:: Entries
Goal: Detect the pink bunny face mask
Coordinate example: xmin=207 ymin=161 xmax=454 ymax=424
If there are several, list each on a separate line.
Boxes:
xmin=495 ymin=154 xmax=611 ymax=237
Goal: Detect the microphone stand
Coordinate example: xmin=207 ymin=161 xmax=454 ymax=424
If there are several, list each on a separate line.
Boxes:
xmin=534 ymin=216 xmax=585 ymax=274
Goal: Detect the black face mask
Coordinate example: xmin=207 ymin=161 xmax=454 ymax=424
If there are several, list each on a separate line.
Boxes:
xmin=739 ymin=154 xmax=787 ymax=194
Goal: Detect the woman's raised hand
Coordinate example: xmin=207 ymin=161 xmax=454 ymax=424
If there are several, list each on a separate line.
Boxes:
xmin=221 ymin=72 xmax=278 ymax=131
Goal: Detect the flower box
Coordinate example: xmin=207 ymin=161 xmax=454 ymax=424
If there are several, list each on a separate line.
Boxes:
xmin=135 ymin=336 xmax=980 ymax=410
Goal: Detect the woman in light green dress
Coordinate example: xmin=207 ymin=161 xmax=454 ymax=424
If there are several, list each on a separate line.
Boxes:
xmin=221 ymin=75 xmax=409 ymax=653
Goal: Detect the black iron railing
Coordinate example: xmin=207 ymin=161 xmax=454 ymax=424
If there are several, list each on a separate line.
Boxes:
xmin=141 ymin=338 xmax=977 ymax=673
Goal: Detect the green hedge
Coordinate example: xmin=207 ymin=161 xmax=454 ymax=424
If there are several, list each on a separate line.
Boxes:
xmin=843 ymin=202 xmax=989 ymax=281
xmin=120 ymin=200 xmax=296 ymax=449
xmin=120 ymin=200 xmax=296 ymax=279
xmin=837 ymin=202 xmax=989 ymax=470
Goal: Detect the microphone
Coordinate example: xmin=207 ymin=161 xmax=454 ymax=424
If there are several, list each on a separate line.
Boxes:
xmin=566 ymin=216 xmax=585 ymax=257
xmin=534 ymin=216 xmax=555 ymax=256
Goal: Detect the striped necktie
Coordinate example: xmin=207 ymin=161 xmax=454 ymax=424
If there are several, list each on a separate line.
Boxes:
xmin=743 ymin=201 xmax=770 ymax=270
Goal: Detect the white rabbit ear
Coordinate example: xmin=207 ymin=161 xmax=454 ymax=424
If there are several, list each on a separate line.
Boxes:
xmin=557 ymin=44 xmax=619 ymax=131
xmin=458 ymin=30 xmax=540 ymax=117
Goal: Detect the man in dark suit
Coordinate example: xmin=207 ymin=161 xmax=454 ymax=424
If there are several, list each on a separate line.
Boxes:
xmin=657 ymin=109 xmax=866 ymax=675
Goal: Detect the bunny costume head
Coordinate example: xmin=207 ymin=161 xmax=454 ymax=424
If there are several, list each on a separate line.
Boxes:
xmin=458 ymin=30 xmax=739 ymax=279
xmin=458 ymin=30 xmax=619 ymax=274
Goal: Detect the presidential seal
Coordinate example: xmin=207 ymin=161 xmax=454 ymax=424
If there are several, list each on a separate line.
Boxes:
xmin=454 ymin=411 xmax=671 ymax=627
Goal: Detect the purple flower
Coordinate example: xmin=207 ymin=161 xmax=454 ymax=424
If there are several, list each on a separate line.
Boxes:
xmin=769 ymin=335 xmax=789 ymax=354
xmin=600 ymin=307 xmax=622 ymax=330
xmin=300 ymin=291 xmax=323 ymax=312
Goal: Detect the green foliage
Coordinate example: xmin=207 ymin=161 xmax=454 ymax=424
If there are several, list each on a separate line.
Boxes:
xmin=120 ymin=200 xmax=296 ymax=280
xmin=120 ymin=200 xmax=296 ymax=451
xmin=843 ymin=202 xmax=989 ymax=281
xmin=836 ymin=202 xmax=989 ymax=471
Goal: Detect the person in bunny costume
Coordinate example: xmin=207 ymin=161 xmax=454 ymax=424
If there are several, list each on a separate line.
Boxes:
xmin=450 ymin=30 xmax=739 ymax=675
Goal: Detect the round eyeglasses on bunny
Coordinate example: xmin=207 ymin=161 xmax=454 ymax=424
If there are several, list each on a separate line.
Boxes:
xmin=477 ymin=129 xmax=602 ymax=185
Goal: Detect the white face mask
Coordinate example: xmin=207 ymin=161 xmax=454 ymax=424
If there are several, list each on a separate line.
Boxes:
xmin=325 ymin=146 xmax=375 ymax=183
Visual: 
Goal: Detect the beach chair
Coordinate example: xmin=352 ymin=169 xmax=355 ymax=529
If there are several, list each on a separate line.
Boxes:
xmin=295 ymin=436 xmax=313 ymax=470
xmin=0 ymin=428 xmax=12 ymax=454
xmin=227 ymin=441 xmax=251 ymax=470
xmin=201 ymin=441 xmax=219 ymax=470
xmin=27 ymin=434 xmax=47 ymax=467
::::
**Written problem**: Rescale the items starting with the line containing "Goal: Detect the black iron railing" and going on through the line containing "xmin=458 ymin=30 xmax=619 ymax=274". Rewrite every one of those lines, requests included, and multiply each bounding-box coordinate in the answers by 2.45, rounding to whole numbers with halves going up. Leave the numbers in the requests and their coordinate samples unchanged.

**Exercise output**:
Goal: Detect the black iron railing
Coordinate example: xmin=207 ymin=161 xmax=454 ymax=424
If there are several, list each on a separate line.
Boxes:
xmin=345 ymin=828 xmax=2394 ymax=1649
Goal: Detect the green hedge
Coordinate example: xmin=207 ymin=161 xmax=454 ymax=424
If there are several, list each on a separate line.
Boxes:
xmin=2065 ymin=495 xmax=2423 ymax=688
xmin=294 ymin=490 xmax=725 ymax=1100
xmin=294 ymin=490 xmax=725 ymax=684
xmin=2051 ymin=495 xmax=2423 ymax=1152
Goal: Detect the microphone
Coordinate example: xmin=207 ymin=161 xmax=454 ymax=424
If there are several, list each on a separate line.
Boxes:
xmin=1387 ymin=529 xmax=1433 ymax=630
xmin=1308 ymin=529 xmax=1360 ymax=627
Goal: Detect the striped necktie
Coordinate example: xmin=207 ymin=161 xmax=454 ymax=424
If there are several, list each on a separate line.
Boxes:
xmin=1820 ymin=492 xmax=1887 ymax=662
Goal: Detect the white rabbit ear
Coordinate example: xmin=207 ymin=161 xmax=454 ymax=424
If there are several, list each on a separate line.
Boxes:
xmin=1365 ymin=108 xmax=1517 ymax=321
xmin=1122 ymin=74 xmax=1323 ymax=287
Goal: Detect the man in dark suit
Coordinate example: xmin=207 ymin=161 xmax=454 ymax=424
If there are several, list each on a separate line.
Boxes:
xmin=1610 ymin=267 xmax=2122 ymax=1654
Goal: Detect the bunny costume head
Coordinate example: xmin=207 ymin=161 xmax=454 ymax=424
If there are several, list each on a separate line.
Boxes:
xmin=1122 ymin=74 xmax=1811 ymax=684
xmin=1122 ymin=74 xmax=1517 ymax=671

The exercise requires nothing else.